**What the task requires**. Render every line of the material below as a Markdown table with the columns "Row" and "Line". Number each row, skip blank lines, and omit the pictures.

**Exercise inputs**.
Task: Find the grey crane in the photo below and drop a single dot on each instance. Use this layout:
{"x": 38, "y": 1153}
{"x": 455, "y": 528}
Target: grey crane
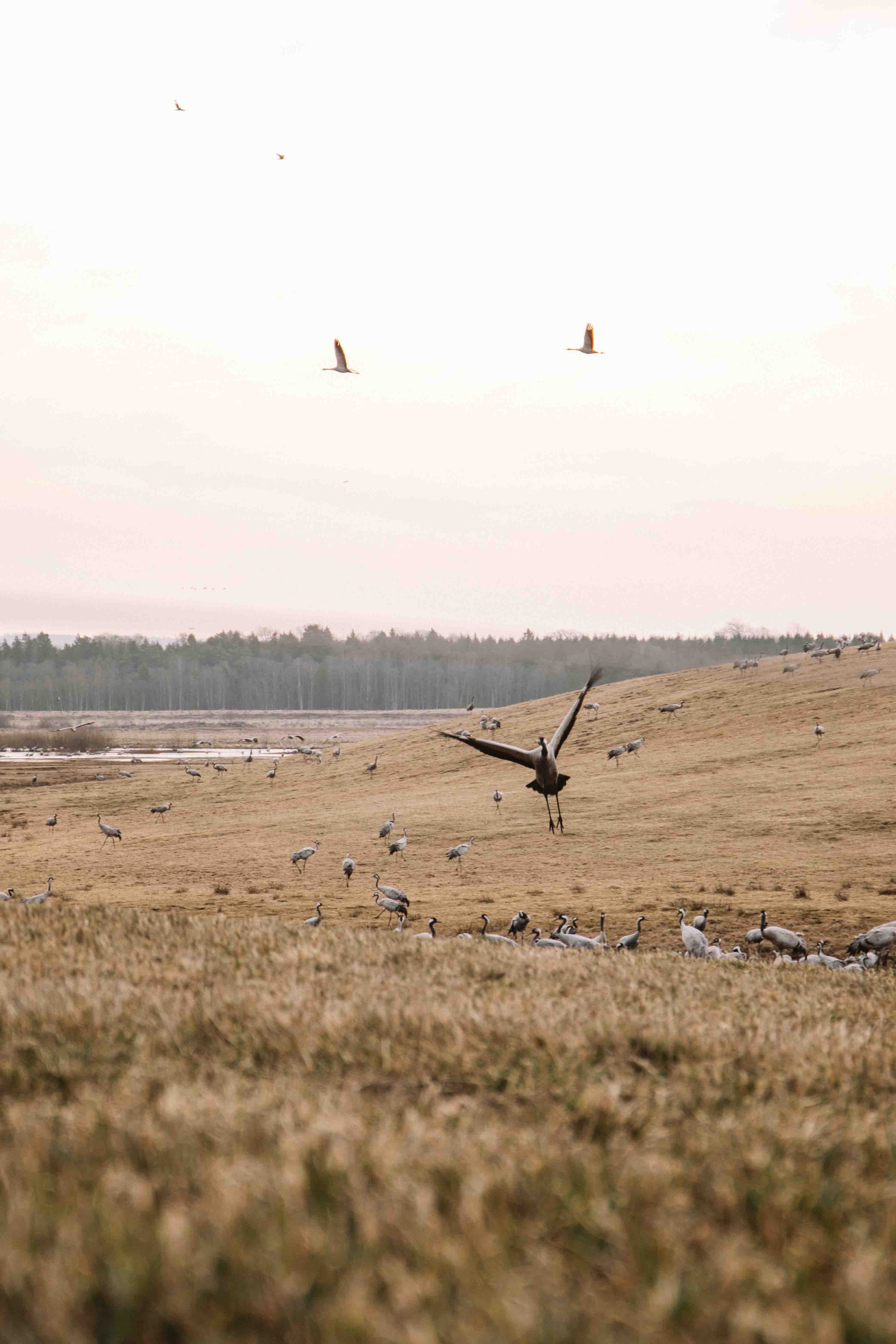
{"x": 305, "y": 854}
{"x": 880, "y": 940}
{"x": 577, "y": 940}
{"x": 629, "y": 943}
{"x": 41, "y": 896}
{"x": 459, "y": 851}
{"x": 519, "y": 924}
{"x": 538, "y": 941}
{"x": 588, "y": 343}
{"x": 782, "y": 940}
{"x": 543, "y": 760}
{"x": 401, "y": 845}
{"x": 493, "y": 937}
{"x": 340, "y": 366}
{"x": 389, "y": 904}
{"x": 393, "y": 893}
{"x": 735, "y": 955}
{"x": 109, "y": 832}
{"x": 695, "y": 940}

**The answer**.
| Row | Line |
|---|---|
| 1 | Task: Find the grey crane in the photo below and drop a single dot on each instance. Use this layout: |
| 2 | {"x": 38, "y": 1153} |
| 3 | {"x": 455, "y": 528} |
| 4 | Target: grey crane |
| 5 | {"x": 305, "y": 854} |
| 6 | {"x": 880, "y": 940} |
| 7 | {"x": 577, "y": 940} |
| 8 | {"x": 629, "y": 943} |
| 9 | {"x": 41, "y": 896} |
| 10 | {"x": 459, "y": 851} |
| 11 | {"x": 519, "y": 924} |
| 12 | {"x": 538, "y": 941} |
| 13 | {"x": 588, "y": 343} |
| 14 | {"x": 782, "y": 940} |
| 15 | {"x": 543, "y": 760} |
| 16 | {"x": 401, "y": 845} |
| 17 | {"x": 493, "y": 937} |
| 18 | {"x": 340, "y": 366} |
| 19 | {"x": 389, "y": 904} |
| 20 | {"x": 393, "y": 893} |
| 21 | {"x": 735, "y": 955} |
| 22 | {"x": 109, "y": 832} |
| 23 | {"x": 695, "y": 940} |